Exercise instructions:
Please copy the material under this line exactly, keeping every line.
---- Material for this task
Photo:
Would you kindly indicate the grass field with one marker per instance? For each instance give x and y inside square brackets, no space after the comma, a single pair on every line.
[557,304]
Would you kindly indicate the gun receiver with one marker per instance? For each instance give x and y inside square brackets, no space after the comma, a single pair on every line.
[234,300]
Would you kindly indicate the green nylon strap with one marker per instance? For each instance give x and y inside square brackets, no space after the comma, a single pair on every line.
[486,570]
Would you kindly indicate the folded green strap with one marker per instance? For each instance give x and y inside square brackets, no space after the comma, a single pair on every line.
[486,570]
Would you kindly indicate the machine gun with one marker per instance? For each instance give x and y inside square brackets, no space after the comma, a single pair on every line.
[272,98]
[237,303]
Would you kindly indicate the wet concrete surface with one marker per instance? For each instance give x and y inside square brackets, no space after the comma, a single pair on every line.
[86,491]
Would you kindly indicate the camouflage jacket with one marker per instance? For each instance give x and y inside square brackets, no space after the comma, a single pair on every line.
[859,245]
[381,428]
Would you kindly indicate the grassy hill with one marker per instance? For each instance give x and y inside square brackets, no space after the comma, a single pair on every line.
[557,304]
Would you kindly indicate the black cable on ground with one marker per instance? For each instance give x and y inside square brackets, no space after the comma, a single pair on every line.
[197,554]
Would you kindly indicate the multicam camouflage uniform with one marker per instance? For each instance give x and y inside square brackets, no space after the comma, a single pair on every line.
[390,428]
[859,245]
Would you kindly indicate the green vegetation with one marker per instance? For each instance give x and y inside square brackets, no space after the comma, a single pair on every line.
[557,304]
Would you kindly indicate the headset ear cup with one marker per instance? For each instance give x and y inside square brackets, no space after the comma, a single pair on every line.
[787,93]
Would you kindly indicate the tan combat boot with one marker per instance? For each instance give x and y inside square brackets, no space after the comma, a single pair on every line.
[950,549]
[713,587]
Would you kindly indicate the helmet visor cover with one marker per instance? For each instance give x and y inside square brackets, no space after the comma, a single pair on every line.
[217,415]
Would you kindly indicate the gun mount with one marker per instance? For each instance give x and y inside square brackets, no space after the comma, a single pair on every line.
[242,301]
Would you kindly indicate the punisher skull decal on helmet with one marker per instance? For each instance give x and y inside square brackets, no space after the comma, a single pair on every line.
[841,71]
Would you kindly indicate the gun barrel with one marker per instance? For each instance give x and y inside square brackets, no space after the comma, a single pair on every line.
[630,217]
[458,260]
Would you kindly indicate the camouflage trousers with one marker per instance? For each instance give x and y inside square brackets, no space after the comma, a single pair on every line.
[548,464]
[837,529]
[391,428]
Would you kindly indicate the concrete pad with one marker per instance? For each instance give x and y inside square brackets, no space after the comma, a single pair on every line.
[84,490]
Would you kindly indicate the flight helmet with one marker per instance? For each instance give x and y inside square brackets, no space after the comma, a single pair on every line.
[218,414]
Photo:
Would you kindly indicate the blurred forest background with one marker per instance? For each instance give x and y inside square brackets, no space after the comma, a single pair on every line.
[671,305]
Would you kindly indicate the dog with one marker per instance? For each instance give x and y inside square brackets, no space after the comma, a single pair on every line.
--------
Solution below:
Photo:
Would you kindly indicate the grass field with one marker per instance? For each instance give x and y inside square brackets, no space after the comma, a single pair on every line.
[557,304]
Would you kindly indicate the gun receiver with one marker per instance? For each instance give x and y inside square brackets, no space after the comma, a single pair on every line.
[234,300]
Would you kindly indicate the green nylon strap with one marker per instance? For each instance give x and y inside square brackets, no space after the comma, a single pair on every line.
[486,570]
Would you kindly indicate the folded green strap with one marker per instance? For each instance give x and y inside square brackets, no space after the comma, a single pair on every line.
[486,570]
Would you kindly indicate the machine gun with one marker per instance? For each instance give x and y inside square brackets, no space after the comma, a single pair on every line.
[272,98]
[237,303]
Would you kindly indicate the wet concrete surface with one marker per instance? For each instance give x and y inside square brackets, no space after the comma, a single pair on every line.
[86,491]
Would you kindly indicate the camouflage jacket with one marker per instance? For each instance give x and y inside square brackets, no space after the comma, a single pair on every line.
[859,245]
[381,428]
Would you kindly indicate the grassy hill with one marker per instance? For each instance give x and y inside square brackets, no space after the comma, a single pair on every line.
[557,304]
Would you kindly indicate the black cable on ground with one marker per instance? For each instance give x and y inside square brackets, no space after the comma, a single pair on every line.
[197,554]
Would you kindly indicate the multicam camouflage uniform with one marker per instance? For each instance give x and y inside square brackets, no space after the comma, a single pair on every line.
[390,428]
[859,245]
Would you kindly indicate the green vegetation with one marker per instance? For each instance give x and y inside square brackets, no space after the comma, a single pair on every line.
[557,304]
Would you kindly indicate the headset ear cup with one marker per instance? For each instance give x and y inside square brackets, no space after the comma, a single pair on every line.
[787,93]
Would you kindly indicate the tan combat boot with one marker per instance? For each instance give x and y inside square brackets, no space after the comma, a single pair on every line.
[950,549]
[713,587]
Would you kindly indicate the helmet visor cover with one marker per instance? For each instance give x and y inside square brackets, no space after the comma, a single pair on every line.
[217,415]
Would you kindly indicate the gun mount with one marker per instance? For each instance give x and y inside square brackets, no space after the comma, a single pair on every line.
[242,301]
Would you kindly indicate the punisher skull decal on helmet with one marker per instance? For each instance give x and y inside square brackets, no space after the comma, a single pair on every line.
[841,71]
Would you kindly indicate the gun barrel with one marker per instance? For each instance give x and y inside square brackets, no space after the comma, a single pair on every line.
[630,217]
[458,260]
Would you kindly indicate the camouflage trousers with one marker per instance? For each instance give x and y inside square brackets, no space after the comma, a single pair on every line.
[548,464]
[837,529]
[391,428]
Would you kindly indicate the concrete pad with one marker per instance? For each instance give x and y inside square brackets, no space after the comma, a single pair on every line.
[84,490]
Would you kindly indicate the flight helmet with one marker per instance? For each instance give x and y inside square brackets, no space after the comma, a single pair on every line.
[218,414]
Photo:
Would you kindly indicate the blurred forest background with one marker per instance? For each instance give x and y inside square brackets, no space after the comma, a single pair on every line.
[671,305]
Would you kindly indicate the dog with one marker per instance? For each instance give x and y inside square brackets, no space after the comma, a single pair on every line.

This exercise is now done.